#### Assignment:
Everything in the listing must be transcribed exactly, from the first line to the last.

BEGIN

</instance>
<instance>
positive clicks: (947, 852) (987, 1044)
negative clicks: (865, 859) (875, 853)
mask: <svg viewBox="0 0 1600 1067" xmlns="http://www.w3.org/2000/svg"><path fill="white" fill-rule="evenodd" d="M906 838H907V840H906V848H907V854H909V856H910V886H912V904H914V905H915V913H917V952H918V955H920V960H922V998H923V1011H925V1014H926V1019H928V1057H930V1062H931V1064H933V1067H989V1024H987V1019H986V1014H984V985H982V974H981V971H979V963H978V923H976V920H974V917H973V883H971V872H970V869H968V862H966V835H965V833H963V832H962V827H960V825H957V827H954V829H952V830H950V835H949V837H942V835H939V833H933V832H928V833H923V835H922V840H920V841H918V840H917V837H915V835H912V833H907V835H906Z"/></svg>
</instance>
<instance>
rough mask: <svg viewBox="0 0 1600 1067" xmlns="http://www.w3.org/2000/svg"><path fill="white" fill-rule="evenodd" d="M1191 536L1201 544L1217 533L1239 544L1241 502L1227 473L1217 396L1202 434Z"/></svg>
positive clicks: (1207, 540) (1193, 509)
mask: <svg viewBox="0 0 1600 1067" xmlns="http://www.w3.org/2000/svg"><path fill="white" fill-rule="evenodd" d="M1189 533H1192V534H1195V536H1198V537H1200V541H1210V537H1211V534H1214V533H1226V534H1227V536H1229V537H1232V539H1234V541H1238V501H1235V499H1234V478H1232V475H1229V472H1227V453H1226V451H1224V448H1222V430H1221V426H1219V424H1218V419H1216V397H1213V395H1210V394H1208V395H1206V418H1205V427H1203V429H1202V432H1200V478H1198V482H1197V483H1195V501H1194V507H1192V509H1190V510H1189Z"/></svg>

END

#### Written answer:
</instance>
<instance>
positive clicks: (947, 852) (987, 1044)
negative clicks: (865, 859) (875, 853)
mask: <svg viewBox="0 0 1600 1067" xmlns="http://www.w3.org/2000/svg"><path fill="white" fill-rule="evenodd" d="M906 838H907V840H906V848H907V854H909V856H910V886H912V904H914V905H915V913H917V952H918V955H920V960H922V998H923V1011H925V1014H926V1019H928V1057H930V1062H931V1064H933V1067H989V1024H987V1019H986V1014H984V985H982V974H981V971H979V963H978V923H976V920H974V917H973V883H971V872H970V869H968V862H966V835H965V833H963V832H962V827H960V825H957V827H954V829H952V830H950V835H949V837H942V835H939V833H933V832H928V833H923V835H922V840H920V841H918V840H917V837H915V835H912V833H907V835H906Z"/></svg>
</instance>
<instance>
rough mask: <svg viewBox="0 0 1600 1067" xmlns="http://www.w3.org/2000/svg"><path fill="white" fill-rule="evenodd" d="M1191 536L1201 544L1217 533L1239 544L1241 502L1227 473L1217 396L1202 434Z"/></svg>
positive clicks: (1207, 540) (1193, 509)
mask: <svg viewBox="0 0 1600 1067" xmlns="http://www.w3.org/2000/svg"><path fill="white" fill-rule="evenodd" d="M1189 533H1192V534H1195V536H1198V537H1200V541H1210V537H1211V534H1214V533H1226V534H1227V536H1229V537H1232V539H1234V541H1238V501H1235V499H1234V478H1232V475H1229V472H1227V453H1226V451H1224V448H1222V430H1221V426H1219V424H1218V419H1216V397H1213V395H1210V394H1208V395H1206V418H1205V427H1203V429H1202V432H1200V478H1198V482H1197V483H1195V501H1194V507H1192V509H1190V510H1189Z"/></svg>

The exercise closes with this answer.